■ Excerpted text ■
□ □ □ □ □

Seed the random number generator with the time-step number before calling the radiation solver to guarantee reproducibility. #3384

sriharshakandala · 2024-10-14T18:46:24Z

No description provided.

Sbozzolo · 2024-10-14T20:15:16Z

Note that if you seed the random number every time you call radiation, you lose all the randomness properties of your RNG. RNGs require a statistical sample of values to satisfy basic entrophy properties, so we should fix the seed as infrequently as we can. If we do this once every checkpoint, we will reset the seed every ~700 numbers, which is not very much, so will probably also want an option to disable this behavior.

sriharshakandala · 2024-10-14T20:54:54Z

We are using a different seed at every rrtmgp call, based on the dycore time step number. Update flux is typically called every one hour with a dycore step of about 100 sec.
The number of rand calls, after seeding, for each update_flux call is typically of the order 3000 * 4 * 4 * (fraction of cols with clouds) * (average number of cloudy layers per cloudy column) * 2 * (>= 224)(i.e. 96,000 * frac of cols with clouds * avg # of cloudy layers per column * (>= 224)). I believe the percentage cloud cover is about 70%!
Linking seeding frequency with checkpoint frequency is not natural and, in general, does not guarantee reproducibility!

Sbozzolo · 2024-10-14T21:02:59Z

Linking seeding frequency with checkpoint frequency is not natural and, in general, does not guarantee reproducibility!

Why not? We only need to seed at the checkpoint to ensure reproducibility and we need to be able to set the same seed upon restart.

The number of rand calls, after seeding, for each update_flux call is typically of the order 3000 * 4 * 4 * (fraction of cols with clouds) * (average number of cloudy layers per cloudy column) * 2 (i.e. 96,000 * frac of cols with clouds * avg # of cloudy layers per column).

Good!

Even so, we should interfere the least we can to ensure that the properties of the RNG are correctly realized.

sriharshakandala · 2024-10-14T21:06:51Z

Linking seeding frequency with checkpoint frequency is not natural and, in general, does not guarantee reproducibility!

Why not? We only need to seed at the checkpoint to ensure reproducibility and we need to be able to set the same seed upon restart.

□ □ □ □ □

■ Stated exercise A ■
Rescale the records below from the line containing "outlet in the photo above." through the line containing "gray towel in the photo above.". Write those lines out again, requests included, with every answer coordinate multiplied by 2.55 and rounded to a whole number, halves rounding up.
The records that come next are unrelated to the issue thread about seeding the random number generator.

■ Data provided ■
□ □ □ □ □

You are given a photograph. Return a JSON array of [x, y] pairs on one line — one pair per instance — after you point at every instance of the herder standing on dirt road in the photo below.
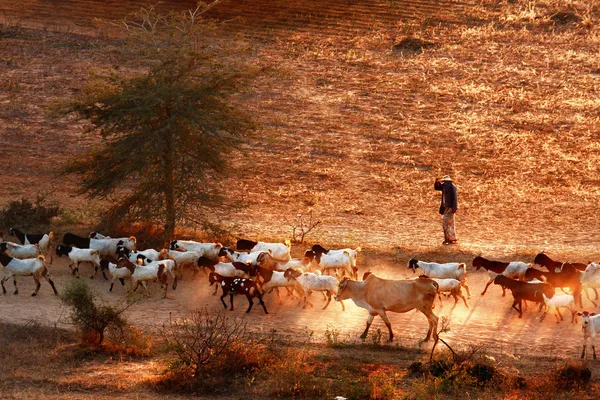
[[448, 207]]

□ □ □ □ □

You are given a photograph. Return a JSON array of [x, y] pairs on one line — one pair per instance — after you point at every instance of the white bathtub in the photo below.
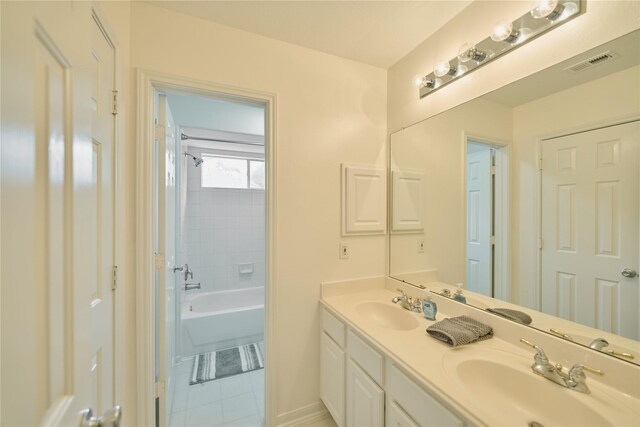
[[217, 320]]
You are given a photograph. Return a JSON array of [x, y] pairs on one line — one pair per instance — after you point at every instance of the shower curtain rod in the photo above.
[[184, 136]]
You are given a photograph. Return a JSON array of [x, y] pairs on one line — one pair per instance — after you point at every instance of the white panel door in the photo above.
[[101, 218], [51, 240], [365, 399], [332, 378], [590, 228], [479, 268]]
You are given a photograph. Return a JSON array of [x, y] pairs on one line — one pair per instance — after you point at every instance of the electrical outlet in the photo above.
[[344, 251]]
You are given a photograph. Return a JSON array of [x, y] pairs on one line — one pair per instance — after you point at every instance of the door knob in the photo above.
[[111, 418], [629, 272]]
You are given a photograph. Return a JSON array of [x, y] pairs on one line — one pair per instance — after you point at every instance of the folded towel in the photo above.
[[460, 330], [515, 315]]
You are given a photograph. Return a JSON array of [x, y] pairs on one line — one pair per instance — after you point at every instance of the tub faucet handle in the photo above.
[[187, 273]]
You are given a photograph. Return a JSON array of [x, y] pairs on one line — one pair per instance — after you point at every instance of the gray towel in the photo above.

□ □ □ □ □

■ Stated exercise B ■
Translate this sentence from the issue thread above into French: "We only need to seed at the checkpoint to ensure reproducibility and we need to be able to set the same seed upon restart."

■ Written reply A ■
You are given a photograph. Return a JSON array of [x, y] pairs on one line — one pair per instance — after you point at every instance of the electrical outlet in the photo above.
[[877, 640]]
You are given a photograph. Return a JSON array of [x, y] pairs on one line — one pair per instance — after you point at every instance of the door knob in the photo above.
[[283, 1066], [1604, 694]]
You are given a photograph. Return a JSON array of [x, y] pairs on one line — one pair per instance — after you point at every instance of the folded towel in the photo above.
[[1173, 842], [1313, 803]]
You are given a photograph. Return a JSON array of [x, y] pairs on one line — one pair per instance — after you point at every instance of the tub faucet handle in the photo above.
[[477, 696]]
You are given a photograph. Return a JSON array of [x, y] pairs on one line — one pair per instance — after you point at every instance of the gray towel in the photo above.

■ Written reply B ■
Nous n'avons besoin d'initialiser la graine qu'au point de contrôle pour garantir la reproductibilité, et nous devons pouvoir définir la même graine lors du redémarrage.